BRIEF: Whenever a line below holds the word "pixel", count it; then give the total and nothing else.

DATA PROVIDED:
◆ ◆ ◆ ◆ ◆ ◆ ◆

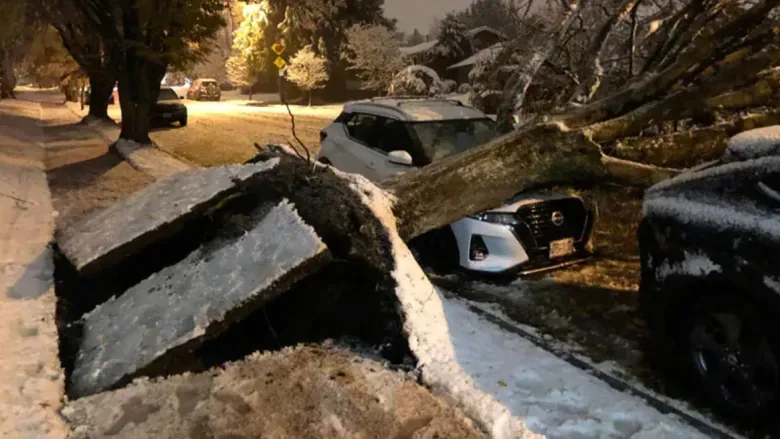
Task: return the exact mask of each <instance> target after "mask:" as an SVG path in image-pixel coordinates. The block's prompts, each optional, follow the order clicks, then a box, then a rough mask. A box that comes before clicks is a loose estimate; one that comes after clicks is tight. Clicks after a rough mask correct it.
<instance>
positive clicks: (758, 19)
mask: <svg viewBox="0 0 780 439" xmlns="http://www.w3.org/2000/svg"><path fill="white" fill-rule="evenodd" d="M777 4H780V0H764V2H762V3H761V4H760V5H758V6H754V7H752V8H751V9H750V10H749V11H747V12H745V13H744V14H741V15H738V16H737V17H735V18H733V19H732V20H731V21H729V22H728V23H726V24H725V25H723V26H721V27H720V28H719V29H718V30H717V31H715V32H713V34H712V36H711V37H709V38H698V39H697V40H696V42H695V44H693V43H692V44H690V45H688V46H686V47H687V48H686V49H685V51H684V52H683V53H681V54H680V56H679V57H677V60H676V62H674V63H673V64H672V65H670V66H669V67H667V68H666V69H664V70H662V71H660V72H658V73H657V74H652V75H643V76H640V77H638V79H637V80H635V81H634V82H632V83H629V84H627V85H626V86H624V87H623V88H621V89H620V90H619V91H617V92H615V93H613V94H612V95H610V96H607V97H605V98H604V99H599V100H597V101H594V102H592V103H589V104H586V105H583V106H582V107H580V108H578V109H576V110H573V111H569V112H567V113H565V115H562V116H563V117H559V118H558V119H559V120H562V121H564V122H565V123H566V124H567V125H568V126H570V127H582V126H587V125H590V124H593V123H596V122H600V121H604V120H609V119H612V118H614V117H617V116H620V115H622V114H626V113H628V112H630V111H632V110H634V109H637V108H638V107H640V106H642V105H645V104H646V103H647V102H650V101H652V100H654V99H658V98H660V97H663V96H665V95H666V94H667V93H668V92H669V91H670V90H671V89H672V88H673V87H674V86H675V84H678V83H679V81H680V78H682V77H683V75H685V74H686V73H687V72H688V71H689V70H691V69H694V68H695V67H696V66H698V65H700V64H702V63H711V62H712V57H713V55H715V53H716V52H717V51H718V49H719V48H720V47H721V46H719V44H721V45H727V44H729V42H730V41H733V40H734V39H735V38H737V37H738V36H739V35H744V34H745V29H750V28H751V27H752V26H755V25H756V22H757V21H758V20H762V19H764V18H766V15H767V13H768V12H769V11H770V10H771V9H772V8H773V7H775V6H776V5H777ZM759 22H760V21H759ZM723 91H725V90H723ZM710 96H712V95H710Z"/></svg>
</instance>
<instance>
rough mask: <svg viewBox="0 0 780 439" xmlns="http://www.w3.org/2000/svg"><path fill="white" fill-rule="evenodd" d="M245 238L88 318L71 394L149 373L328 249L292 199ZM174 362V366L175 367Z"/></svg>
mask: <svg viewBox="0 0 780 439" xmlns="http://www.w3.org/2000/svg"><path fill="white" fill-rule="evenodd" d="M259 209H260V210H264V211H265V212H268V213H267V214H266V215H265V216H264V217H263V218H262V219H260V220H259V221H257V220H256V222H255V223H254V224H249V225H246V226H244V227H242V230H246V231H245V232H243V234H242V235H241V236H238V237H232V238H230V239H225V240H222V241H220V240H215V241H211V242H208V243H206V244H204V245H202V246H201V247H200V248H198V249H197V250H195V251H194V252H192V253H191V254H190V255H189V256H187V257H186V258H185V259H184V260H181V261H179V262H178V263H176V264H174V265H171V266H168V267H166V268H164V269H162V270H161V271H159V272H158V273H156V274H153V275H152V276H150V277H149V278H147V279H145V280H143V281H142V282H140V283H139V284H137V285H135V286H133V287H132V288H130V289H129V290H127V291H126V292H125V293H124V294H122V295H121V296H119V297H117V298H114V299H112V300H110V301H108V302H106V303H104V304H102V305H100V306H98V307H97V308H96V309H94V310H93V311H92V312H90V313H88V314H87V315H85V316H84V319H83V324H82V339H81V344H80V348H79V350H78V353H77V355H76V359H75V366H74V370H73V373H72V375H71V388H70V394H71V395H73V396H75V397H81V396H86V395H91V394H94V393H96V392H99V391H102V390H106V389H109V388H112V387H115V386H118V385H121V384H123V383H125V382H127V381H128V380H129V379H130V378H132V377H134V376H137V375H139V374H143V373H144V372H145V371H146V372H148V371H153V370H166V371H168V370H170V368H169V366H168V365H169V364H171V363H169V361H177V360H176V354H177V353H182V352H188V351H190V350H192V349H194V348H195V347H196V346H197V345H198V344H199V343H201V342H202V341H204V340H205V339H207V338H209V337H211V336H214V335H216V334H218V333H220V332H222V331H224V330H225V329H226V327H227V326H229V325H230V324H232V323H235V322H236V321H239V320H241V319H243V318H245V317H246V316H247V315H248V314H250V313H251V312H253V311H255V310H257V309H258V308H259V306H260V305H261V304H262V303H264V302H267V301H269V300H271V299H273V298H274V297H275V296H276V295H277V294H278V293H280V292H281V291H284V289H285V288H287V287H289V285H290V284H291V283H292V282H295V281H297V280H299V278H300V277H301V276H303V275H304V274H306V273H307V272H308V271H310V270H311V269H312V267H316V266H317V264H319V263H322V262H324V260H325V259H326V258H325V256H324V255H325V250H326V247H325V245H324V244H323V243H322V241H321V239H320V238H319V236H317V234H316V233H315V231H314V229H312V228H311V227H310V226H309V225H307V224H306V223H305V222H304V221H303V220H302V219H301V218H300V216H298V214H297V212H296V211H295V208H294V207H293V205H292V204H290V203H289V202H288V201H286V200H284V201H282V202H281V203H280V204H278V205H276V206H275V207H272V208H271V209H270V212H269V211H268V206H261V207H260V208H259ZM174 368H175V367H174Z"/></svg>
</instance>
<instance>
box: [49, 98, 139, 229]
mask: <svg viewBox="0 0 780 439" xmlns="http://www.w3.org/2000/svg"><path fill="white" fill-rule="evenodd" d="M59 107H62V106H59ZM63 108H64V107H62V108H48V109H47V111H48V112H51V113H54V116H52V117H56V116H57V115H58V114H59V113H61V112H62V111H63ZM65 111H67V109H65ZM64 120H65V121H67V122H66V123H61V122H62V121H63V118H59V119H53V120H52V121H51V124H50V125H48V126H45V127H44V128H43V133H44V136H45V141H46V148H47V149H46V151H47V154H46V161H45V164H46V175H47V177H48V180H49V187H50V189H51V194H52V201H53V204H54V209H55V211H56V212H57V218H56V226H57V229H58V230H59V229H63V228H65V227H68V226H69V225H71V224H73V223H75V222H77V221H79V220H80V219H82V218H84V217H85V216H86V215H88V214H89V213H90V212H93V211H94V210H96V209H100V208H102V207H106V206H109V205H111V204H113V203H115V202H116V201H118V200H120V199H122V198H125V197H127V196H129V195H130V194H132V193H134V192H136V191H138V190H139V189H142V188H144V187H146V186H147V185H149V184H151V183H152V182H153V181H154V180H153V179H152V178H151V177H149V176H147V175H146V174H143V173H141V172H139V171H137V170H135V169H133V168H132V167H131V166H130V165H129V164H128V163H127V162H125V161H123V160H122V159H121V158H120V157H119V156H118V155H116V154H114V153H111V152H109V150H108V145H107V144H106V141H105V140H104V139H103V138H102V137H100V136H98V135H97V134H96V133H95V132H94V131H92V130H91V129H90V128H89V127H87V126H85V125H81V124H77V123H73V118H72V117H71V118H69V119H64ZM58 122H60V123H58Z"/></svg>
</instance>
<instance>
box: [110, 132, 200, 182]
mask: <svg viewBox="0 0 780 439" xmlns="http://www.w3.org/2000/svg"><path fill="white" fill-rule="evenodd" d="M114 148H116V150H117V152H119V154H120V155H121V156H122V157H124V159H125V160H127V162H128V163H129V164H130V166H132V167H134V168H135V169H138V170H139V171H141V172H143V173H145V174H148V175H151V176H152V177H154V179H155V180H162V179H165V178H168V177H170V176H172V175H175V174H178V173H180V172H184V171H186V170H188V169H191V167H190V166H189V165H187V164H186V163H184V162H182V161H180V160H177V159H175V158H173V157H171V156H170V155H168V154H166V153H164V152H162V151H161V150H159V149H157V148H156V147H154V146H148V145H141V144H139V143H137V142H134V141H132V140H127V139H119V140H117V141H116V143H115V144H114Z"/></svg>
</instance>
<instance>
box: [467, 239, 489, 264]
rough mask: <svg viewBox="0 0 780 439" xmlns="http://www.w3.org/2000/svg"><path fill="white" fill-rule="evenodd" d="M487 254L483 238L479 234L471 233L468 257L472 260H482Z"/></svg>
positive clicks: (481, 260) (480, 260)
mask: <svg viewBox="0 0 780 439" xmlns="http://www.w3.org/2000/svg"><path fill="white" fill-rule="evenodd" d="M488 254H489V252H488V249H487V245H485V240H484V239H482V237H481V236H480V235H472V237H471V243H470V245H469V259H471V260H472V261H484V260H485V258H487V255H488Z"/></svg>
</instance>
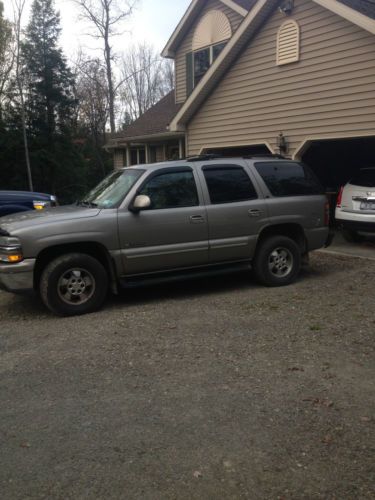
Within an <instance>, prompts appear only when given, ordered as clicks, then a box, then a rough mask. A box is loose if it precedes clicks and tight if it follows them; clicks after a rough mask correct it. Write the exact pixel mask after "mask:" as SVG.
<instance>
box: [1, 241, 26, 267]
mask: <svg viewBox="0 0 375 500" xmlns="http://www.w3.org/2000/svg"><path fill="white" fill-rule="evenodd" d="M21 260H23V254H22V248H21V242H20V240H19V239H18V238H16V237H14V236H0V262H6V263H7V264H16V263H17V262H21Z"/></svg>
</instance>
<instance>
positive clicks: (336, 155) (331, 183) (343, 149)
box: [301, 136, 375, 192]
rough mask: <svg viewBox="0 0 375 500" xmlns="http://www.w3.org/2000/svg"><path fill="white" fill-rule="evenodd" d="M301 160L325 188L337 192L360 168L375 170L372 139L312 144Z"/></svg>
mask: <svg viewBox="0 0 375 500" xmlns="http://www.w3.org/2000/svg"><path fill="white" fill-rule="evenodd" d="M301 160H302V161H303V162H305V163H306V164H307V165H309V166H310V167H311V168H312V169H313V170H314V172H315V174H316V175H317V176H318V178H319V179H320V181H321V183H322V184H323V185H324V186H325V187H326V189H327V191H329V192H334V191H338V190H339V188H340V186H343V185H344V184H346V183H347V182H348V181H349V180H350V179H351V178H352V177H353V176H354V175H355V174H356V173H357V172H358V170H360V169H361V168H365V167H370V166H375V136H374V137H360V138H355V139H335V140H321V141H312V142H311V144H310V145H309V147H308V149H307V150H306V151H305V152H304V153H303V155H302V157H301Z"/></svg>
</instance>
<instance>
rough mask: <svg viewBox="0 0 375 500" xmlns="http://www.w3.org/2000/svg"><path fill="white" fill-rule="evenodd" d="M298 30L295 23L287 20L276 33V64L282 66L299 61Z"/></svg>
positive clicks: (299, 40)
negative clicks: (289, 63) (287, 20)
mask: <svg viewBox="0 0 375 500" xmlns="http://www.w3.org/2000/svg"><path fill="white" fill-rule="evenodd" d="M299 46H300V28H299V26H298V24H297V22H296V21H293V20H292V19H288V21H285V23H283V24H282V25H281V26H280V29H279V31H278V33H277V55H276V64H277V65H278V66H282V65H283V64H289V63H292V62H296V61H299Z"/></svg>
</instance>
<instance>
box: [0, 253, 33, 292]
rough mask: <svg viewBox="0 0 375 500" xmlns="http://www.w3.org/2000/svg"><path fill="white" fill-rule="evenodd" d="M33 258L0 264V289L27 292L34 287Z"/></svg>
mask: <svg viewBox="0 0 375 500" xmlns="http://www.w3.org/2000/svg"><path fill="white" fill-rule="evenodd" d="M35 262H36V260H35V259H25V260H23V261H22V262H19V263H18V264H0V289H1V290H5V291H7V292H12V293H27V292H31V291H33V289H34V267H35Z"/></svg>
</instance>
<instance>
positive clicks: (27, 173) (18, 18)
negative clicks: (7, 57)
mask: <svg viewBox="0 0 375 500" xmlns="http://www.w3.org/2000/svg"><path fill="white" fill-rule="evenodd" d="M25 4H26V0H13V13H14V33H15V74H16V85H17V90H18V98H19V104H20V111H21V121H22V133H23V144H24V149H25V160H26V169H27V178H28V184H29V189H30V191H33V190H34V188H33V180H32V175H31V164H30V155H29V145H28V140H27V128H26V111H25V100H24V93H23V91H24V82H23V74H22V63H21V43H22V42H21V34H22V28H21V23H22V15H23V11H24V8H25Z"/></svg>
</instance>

◆ ◆ ◆ ◆ ◆ ◆ ◆

RESPONSE: 2